→ **STATED PROBLEM**: Rename "green grass field" as "grassy field" throughout the data below and reproduce it with every other part unchanged. Leave the pictures out of your answer.

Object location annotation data
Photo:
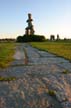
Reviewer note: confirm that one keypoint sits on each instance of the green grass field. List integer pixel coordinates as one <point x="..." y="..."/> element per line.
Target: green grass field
<point x="62" y="49"/>
<point x="6" y="54"/>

→ **RESULT**:
Photo:
Reviewer note: confirm that one keypoint sits on each instance of the grassy field. List integer pixel coordinates as one <point x="..." y="..."/> element per line.
Target: grassy field
<point x="62" y="49"/>
<point x="6" y="54"/>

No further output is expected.